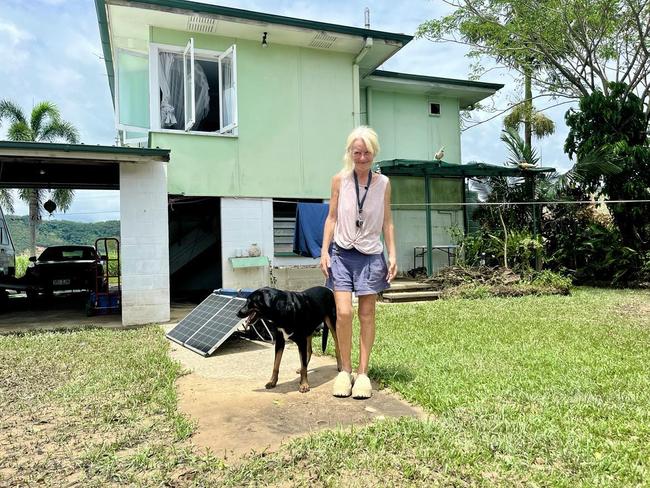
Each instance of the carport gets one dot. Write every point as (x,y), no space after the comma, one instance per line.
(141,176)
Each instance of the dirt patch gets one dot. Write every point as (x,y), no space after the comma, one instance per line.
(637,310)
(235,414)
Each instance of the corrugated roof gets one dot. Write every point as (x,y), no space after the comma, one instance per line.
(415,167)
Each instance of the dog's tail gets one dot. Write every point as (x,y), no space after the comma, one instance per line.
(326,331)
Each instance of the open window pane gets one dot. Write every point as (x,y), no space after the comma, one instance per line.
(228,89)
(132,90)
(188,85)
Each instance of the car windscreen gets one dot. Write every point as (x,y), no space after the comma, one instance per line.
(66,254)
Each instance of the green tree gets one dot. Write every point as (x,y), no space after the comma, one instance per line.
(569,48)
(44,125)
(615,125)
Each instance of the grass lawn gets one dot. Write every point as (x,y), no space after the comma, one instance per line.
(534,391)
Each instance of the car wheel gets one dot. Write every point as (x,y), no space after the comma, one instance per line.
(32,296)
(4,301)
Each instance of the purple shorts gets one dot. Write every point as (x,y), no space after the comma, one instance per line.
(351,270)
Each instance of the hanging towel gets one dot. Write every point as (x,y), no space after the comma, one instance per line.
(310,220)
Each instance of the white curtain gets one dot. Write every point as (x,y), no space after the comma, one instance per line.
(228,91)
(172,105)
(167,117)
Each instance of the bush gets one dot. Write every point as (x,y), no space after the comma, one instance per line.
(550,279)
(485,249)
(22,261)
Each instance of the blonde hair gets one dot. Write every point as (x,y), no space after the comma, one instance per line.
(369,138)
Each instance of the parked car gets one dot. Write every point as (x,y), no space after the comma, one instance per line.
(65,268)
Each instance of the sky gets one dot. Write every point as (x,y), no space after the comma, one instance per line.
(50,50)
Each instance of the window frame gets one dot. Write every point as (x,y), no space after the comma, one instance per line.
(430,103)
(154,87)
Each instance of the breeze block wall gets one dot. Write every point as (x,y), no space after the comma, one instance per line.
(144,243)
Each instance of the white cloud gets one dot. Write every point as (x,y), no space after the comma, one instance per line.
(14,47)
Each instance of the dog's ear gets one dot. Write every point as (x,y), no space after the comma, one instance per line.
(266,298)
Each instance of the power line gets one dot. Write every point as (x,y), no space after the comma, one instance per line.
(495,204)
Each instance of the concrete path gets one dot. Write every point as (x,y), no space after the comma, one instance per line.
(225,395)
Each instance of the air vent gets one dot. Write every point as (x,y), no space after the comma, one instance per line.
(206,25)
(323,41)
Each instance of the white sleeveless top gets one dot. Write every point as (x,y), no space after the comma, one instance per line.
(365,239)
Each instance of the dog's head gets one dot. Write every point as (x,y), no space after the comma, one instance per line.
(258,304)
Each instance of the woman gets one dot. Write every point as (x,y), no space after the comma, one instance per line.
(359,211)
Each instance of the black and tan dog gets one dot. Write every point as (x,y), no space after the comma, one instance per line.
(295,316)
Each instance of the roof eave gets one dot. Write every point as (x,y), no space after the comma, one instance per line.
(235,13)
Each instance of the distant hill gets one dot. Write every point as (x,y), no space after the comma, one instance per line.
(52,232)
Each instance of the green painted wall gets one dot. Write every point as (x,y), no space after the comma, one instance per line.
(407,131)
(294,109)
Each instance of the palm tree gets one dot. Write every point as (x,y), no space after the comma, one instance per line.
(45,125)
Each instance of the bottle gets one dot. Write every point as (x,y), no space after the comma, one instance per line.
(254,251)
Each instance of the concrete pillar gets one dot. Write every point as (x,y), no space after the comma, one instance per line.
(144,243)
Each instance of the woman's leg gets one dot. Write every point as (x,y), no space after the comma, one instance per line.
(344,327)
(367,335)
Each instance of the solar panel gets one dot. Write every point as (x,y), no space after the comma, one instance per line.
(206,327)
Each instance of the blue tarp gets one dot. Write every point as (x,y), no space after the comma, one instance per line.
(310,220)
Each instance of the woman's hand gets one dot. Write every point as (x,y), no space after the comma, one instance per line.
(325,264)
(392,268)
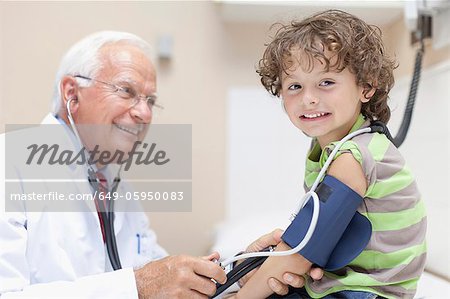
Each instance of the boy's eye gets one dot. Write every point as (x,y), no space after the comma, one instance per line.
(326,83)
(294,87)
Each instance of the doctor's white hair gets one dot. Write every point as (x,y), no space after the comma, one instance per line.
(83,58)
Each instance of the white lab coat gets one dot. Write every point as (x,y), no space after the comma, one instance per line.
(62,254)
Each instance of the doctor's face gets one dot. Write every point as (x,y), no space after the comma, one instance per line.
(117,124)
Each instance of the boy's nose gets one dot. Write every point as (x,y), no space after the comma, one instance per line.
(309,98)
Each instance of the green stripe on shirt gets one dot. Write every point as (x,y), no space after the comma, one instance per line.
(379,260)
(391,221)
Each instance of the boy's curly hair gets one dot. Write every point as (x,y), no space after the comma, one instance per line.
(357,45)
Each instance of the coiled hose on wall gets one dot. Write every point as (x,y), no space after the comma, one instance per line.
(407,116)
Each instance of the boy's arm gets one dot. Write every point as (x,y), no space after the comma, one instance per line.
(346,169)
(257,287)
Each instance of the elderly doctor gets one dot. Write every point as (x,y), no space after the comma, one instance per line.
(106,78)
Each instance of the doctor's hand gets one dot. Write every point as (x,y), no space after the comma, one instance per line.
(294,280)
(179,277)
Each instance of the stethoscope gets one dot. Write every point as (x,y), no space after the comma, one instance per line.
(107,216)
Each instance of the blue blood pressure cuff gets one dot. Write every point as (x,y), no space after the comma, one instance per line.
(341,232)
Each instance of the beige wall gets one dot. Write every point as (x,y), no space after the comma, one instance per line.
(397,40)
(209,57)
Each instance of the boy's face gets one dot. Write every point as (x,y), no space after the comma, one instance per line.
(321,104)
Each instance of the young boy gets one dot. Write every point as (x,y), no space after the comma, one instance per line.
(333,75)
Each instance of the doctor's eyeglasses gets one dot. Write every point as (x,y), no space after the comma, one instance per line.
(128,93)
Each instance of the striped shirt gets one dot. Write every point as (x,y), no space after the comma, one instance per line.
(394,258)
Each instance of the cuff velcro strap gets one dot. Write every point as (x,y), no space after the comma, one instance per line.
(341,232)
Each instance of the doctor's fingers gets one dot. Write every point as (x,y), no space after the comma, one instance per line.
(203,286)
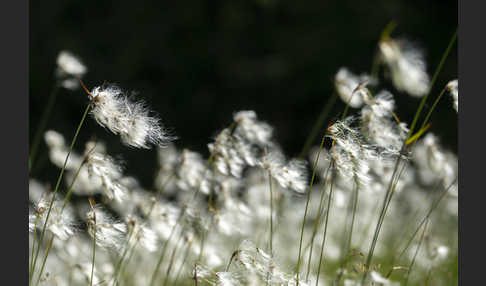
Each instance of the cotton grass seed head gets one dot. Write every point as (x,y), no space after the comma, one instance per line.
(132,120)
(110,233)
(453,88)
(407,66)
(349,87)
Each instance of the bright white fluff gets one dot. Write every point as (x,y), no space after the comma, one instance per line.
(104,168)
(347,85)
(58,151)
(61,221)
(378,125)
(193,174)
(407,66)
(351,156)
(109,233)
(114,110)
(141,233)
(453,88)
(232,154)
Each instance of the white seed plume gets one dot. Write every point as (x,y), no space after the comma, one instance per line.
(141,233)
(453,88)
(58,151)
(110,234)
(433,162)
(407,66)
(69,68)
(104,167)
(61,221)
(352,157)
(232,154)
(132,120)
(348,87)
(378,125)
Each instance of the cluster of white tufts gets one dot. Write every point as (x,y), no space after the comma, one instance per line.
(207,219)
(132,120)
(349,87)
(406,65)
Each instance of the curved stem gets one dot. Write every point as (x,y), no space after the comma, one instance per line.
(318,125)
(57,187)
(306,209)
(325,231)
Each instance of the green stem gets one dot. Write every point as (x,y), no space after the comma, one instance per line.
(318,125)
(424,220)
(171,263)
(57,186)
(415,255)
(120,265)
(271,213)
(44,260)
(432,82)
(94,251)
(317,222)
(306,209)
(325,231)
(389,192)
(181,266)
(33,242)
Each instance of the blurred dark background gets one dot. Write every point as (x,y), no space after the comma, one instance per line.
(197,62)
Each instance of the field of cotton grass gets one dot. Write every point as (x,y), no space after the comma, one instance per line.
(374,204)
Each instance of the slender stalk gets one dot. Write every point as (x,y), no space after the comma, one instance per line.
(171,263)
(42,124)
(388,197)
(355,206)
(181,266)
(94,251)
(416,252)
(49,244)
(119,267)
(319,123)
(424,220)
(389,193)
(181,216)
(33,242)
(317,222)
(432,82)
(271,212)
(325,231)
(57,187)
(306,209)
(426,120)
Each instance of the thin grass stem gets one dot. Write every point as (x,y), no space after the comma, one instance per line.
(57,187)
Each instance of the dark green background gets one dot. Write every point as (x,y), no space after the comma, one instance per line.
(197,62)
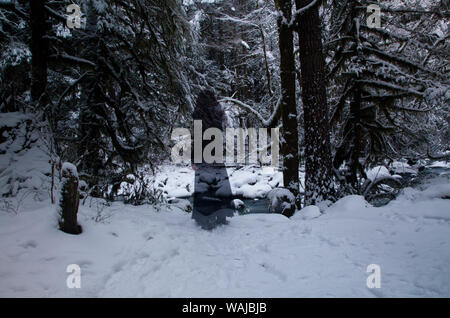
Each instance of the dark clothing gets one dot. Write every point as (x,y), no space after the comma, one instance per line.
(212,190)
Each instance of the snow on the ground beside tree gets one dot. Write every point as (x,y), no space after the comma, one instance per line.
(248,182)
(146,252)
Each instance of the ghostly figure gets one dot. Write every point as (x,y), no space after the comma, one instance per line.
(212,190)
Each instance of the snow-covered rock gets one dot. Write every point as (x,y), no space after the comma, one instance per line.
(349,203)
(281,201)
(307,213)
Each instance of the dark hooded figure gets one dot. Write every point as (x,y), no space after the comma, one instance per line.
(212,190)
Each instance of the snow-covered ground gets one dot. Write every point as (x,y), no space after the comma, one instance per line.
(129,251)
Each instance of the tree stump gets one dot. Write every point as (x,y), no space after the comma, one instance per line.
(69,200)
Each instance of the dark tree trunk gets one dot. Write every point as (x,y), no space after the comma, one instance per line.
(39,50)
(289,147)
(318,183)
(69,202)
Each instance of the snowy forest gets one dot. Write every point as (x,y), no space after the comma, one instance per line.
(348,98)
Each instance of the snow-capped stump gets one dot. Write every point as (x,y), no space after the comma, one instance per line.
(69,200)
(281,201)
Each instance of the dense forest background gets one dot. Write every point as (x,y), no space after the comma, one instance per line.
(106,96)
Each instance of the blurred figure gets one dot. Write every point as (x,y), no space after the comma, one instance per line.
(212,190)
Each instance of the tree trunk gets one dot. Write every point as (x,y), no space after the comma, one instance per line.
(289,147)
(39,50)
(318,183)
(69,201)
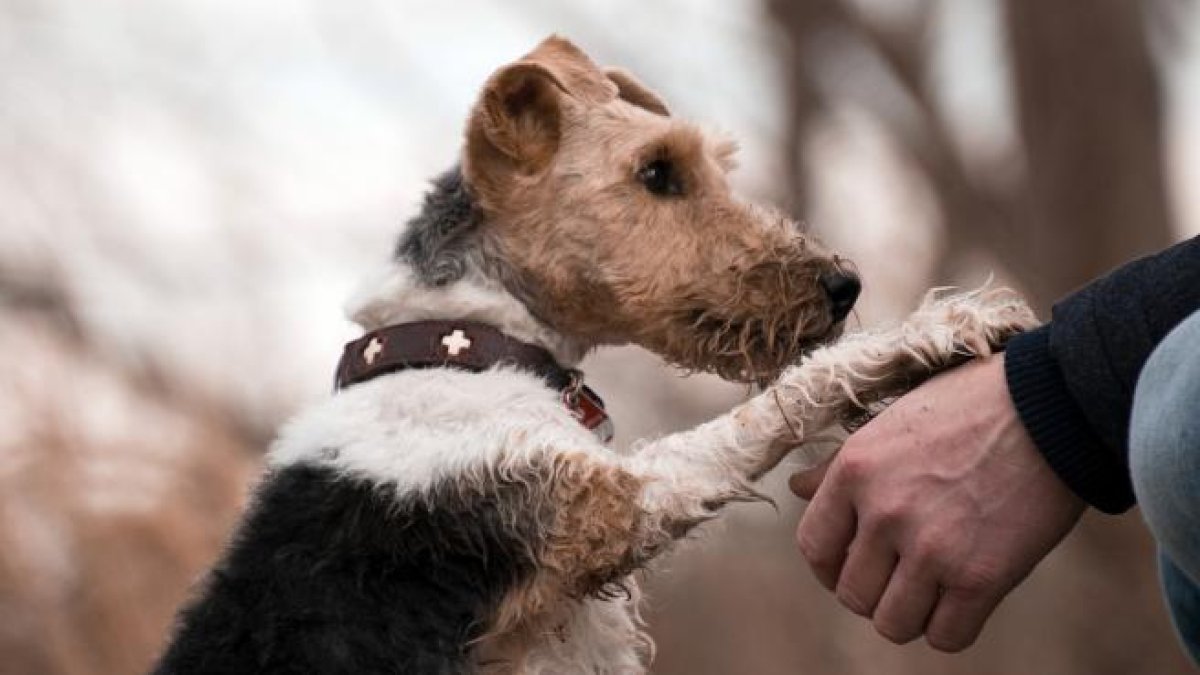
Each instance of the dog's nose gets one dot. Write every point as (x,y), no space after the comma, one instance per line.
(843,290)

======

Your task is to set down exactly the lines that run from the line holding "Each instance of the snow on" through the close of the entries, including both ends. Pictures stay out.

◆ Task response:
Each instance of the snow on the ground beside tree gets one dot. Write every point as (x,y), no space after the comma, one instance per line.
(248,182)
(146,252)
Each instance of the ghostly figure gets one dot. Write every point as (x,y), no space after the comma, one instance per line.
(212,190)
Each instance of the snow-covered rock gets one dot. Write every point as (x,y), no space after the comma, one instance per line.
(349,203)
(281,201)
(307,213)
Each instance of the dark hooded figure gets one dot. Write every point as (x,y), no space after the comma, one instance per line.
(212,190)
Each instance of the snow-covered ground gets one dot. Write every point as (x,y), no space after the comma, one instance per line.
(129,251)
Each instance of the tree stump gets one dot. Write every point as (x,y), no space after the comma, one instance per line.
(69,200)
Each instance of the dark tree trunk gets one dot. Write every point as (x,y), no space after the comma, one instance per line.
(39,50)
(289,147)
(318,183)
(69,202)
Each instance of the snowy forest gets one dot. Write every point as (x,y), no space after the comma, one instance per line.
(348,98)
Each instance of the snow-capped stump gets one dot. Write every point as (x,y), no space after the comma, one instance per line.
(69,200)
(281,201)
Each instance of the dense forest background gets one dot. Write every point as (x,y), no space after the comma, one instance per line.
(106,96)
Each instance of the blurred figure gets one dot. Write every point as (x,y), no space after the comma, one instance per line.
(212,190)
Each instance of the tree trunk gets one dot. Write every point as (x,y), no space after the comma, one instance per line.
(289,147)
(39,50)
(318,183)
(69,201)
Each instance of the dog's nose gets one dot. Write every point as (x,y), no space after the comma, one instance per line.
(843,290)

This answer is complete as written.